Prompt: Your answer must be the full listing below, repeated exactly, with no pictures in it.

§

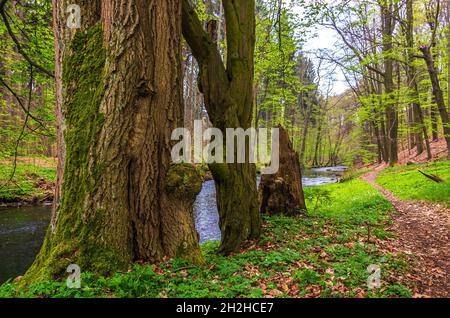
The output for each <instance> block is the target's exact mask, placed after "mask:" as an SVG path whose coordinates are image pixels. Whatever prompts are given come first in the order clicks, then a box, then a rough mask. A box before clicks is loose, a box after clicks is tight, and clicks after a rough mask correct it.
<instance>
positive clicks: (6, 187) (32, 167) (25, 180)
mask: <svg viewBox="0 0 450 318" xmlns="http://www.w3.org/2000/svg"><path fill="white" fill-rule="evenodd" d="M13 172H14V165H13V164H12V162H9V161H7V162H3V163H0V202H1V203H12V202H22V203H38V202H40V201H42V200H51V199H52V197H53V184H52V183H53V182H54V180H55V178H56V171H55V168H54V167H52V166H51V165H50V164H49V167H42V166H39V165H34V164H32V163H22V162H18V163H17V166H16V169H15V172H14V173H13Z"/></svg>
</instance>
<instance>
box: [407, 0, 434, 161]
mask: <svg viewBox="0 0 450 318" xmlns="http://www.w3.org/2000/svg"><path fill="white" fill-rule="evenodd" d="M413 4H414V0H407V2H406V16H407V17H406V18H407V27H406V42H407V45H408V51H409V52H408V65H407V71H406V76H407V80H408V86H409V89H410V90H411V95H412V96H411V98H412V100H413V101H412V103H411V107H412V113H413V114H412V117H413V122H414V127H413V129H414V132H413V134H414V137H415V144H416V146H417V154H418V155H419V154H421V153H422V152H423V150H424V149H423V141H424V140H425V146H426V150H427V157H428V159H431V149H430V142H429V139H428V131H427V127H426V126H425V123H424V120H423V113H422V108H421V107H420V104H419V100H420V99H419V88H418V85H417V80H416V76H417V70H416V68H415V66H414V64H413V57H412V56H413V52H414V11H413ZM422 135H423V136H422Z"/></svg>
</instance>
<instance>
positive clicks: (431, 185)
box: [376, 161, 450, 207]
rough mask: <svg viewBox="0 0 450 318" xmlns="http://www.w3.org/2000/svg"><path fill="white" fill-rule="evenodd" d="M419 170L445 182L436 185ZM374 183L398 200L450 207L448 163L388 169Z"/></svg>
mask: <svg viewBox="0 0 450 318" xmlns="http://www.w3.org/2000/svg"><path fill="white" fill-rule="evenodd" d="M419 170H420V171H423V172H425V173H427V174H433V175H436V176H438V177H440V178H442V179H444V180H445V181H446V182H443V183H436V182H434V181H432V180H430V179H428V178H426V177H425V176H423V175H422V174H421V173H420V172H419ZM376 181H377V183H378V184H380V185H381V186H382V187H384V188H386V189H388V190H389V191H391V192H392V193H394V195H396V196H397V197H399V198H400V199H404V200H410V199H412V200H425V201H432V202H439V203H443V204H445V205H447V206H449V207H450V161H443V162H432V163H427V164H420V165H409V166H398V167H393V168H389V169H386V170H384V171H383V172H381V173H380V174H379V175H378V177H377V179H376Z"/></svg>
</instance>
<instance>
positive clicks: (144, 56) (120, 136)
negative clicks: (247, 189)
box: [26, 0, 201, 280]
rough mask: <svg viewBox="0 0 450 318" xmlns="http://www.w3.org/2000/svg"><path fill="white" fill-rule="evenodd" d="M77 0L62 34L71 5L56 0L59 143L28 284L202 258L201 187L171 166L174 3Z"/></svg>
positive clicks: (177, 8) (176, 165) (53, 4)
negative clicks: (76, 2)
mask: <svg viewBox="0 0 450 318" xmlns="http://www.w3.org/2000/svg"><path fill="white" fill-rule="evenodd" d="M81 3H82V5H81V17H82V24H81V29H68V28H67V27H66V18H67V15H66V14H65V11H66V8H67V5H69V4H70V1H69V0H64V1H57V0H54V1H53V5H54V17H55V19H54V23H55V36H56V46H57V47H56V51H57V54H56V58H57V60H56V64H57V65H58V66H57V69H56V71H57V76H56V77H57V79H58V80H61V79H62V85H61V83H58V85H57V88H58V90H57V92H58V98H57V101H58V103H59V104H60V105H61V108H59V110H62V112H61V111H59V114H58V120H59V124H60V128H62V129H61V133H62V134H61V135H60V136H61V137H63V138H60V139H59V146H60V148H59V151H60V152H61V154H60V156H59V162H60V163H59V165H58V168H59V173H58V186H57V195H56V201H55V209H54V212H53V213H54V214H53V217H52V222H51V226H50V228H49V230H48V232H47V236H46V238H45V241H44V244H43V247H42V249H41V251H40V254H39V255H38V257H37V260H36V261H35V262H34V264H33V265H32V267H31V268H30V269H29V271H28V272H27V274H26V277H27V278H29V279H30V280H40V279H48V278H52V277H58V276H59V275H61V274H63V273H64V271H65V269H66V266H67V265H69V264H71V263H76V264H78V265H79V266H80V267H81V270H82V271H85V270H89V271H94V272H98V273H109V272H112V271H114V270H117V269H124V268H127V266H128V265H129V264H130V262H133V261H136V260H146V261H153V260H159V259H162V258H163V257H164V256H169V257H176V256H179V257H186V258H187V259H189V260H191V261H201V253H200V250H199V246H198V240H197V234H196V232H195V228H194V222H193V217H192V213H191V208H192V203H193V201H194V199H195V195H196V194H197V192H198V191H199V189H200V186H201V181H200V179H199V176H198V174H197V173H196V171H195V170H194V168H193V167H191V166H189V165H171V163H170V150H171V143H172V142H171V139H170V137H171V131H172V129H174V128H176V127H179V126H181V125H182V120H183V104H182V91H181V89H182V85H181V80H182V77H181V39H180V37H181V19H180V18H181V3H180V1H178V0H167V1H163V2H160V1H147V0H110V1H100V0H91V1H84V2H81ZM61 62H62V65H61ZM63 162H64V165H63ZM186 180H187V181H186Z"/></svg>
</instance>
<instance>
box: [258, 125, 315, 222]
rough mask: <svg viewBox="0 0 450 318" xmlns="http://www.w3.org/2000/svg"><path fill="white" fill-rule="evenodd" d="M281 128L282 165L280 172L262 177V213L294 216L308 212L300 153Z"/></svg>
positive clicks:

§

Exercise answer:
The output for each <instance> block is the target's exact mask, placed after "mask:" as an SVG path whose coordinates are image pixels. Whatever prompts are given come first in the order clicks, then a box, then a rough mask. A box before clicks is loose, a box after clicks is tight, and clicks after a rough mask correct it.
<instance>
positive clicks: (6, 187) (32, 167) (25, 180)
mask: <svg viewBox="0 0 450 318" xmlns="http://www.w3.org/2000/svg"><path fill="white" fill-rule="evenodd" d="M13 172H14V165H13V164H12V162H9V161H7V162H3V163H0V202H1V203H12V202H22V203H38V202H40V201H42V200H51V199H52V197H53V184H52V183H53V182H54V180H55V178H56V171H55V168H54V167H52V166H51V165H50V164H49V167H42V166H39V165H34V164H32V163H22V162H18V163H17V166H16V169H15V172H14V173H13Z"/></svg>
</instance>
<instance>
box: [407, 0, 434, 161]
mask: <svg viewBox="0 0 450 318" xmlns="http://www.w3.org/2000/svg"><path fill="white" fill-rule="evenodd" d="M413 4H414V0H407V2H406V16H407V17H406V18H407V27H406V42H407V45H408V51H409V52H408V65H407V71H406V76H407V80H408V86H409V89H410V90H411V95H412V96H411V98H412V100H413V101H412V103H411V107H412V113H413V114H412V117H413V122H414V127H413V129H414V132H413V134H414V137H415V144H416V146H417V154H418V155H419V154H421V153H422V152H423V150H424V149H423V141H424V140H425V146H426V150H427V157H428V159H431V149H430V142H429V139H428V131H427V127H426V126H425V123H424V120H423V113H422V108H421V107H420V104H419V100H420V99H419V88H418V85H417V80H416V76H417V70H416V68H415V66H414V64H413V57H412V56H413V52H414V11H413ZM422 135H423V136H422Z"/></svg>
</instance>
<instance>
positive clicks: (431, 185)
box: [376, 161, 450, 207]
rough mask: <svg viewBox="0 0 450 318" xmlns="http://www.w3.org/2000/svg"><path fill="white" fill-rule="evenodd" d="M419 170L445 182L436 185ZM374 183L398 200L450 207L448 163L388 169Z"/></svg>
mask: <svg viewBox="0 0 450 318" xmlns="http://www.w3.org/2000/svg"><path fill="white" fill-rule="evenodd" d="M419 170H420V171H423V172H425V173H427V174H433V175H436V176H438V177H440V178H442V179H444V180H445V181H446V182H443V183H436V182H434V181H432V180H430V179H428V178H426V177H425V176H423V175H422V174H421V173H420V172H419ZM376 181H377V183H378V184H380V185H381V186H382V187H384V188H386V189H388V190H389V191H391V192H392V193H394V195H396V196H397V197H399V198H400V199H404V200H410V199H412V200H425V201H432V202H439V203H443V204H445V205H447V206H449V207H450V161H443V162H432V163H427V164H420V165H409V166H398V167H393V168H389V169H386V170H384V171H383V172H381V173H380V174H379V175H378V177H377V179H376Z"/></svg>
</instance>
<instance>
positive clicks: (144, 56) (120, 136)
negative clicks: (247, 189)
box: [26, 0, 201, 280]
rough mask: <svg viewBox="0 0 450 318" xmlns="http://www.w3.org/2000/svg"><path fill="white" fill-rule="evenodd" d="M77 0L62 34L71 5L56 0L59 143L28 284L202 258L201 187L171 166L174 3Z"/></svg>
positive clicks: (177, 8) (176, 165) (53, 4)
negative clicks: (76, 2)
mask: <svg viewBox="0 0 450 318" xmlns="http://www.w3.org/2000/svg"><path fill="white" fill-rule="evenodd" d="M81 3H82V5H81V17H82V24H81V29H68V28H67V27H66V18H67V15H66V14H65V11H66V8H67V5H69V4H70V1H69V0H64V1H57V0H54V1H53V5H54V17H55V19H54V23H55V36H56V46H57V47H56V51H57V54H56V58H57V60H56V64H57V65H58V66H57V69H56V71H57V76H56V77H57V79H58V80H61V79H62V85H61V83H58V85H57V88H58V90H57V92H58V98H57V101H58V103H59V104H60V105H61V108H59V110H62V112H61V111H59V114H58V120H59V124H60V128H62V129H61V133H62V134H61V135H60V136H61V137H63V138H60V139H59V146H60V148H59V151H60V152H61V154H60V156H59V162H60V163H59V165H58V168H59V173H58V186H57V195H56V201H55V209H54V212H53V213H54V214H53V217H52V222H51V226H50V228H49V230H48V232H47V236H46V238H45V241H44V244H43V247H42V249H41V251H40V254H39V255H38V257H37V260H36V261H35V262H34V264H33V265H32V267H31V268H30V269H29V271H28V272H27V274H26V277H27V278H29V279H30V280H40V279H48V278H52V277H58V276H59V275H61V274H63V273H64V271H65V269H66V266H67V265H69V264H71V263H76V264H78V265H79V266H80V267H81V270H82V271H85V270H89V271H94V272H98V273H109V272H112V271H114V270H117V269H124V268H127V266H128V265H129V264H130V262H133V261H136V260H146V261H153V260H159V259H162V258H163V257H164V256H169V257H176V256H179V257H186V258H187V259H189V260H191V261H201V253H200V250H199V246H198V240H197V234H196V232H195V228H194V222H193V217H192V213H191V208H192V203H193V201H194V199H195V195H196V194H197V192H198V191H199V189H200V186H201V181H200V179H199V176H198V174H197V173H196V171H195V170H194V168H193V167H191V166H189V165H171V163H170V150H171V143H172V142H171V139H170V137H171V131H172V129H174V128H176V127H179V126H181V125H182V120H183V104H182V91H181V89H182V85H181V80H182V77H181V39H180V37H181V19H180V18H181V3H180V1H178V0H167V1H163V2H160V1H147V0H110V1H100V0H91V1H84V2H81ZM61 62H62V65H61ZM63 162H64V165H63ZM186 180H187V181H186Z"/></svg>
</instance>
<instance>
box: [258, 125, 315, 222]
rough mask: <svg viewBox="0 0 450 318" xmlns="http://www.w3.org/2000/svg"><path fill="white" fill-rule="evenodd" d="M281 128L282 165L280 172L262 177V213L294 216L308 212L300 153Z"/></svg>
positive clicks:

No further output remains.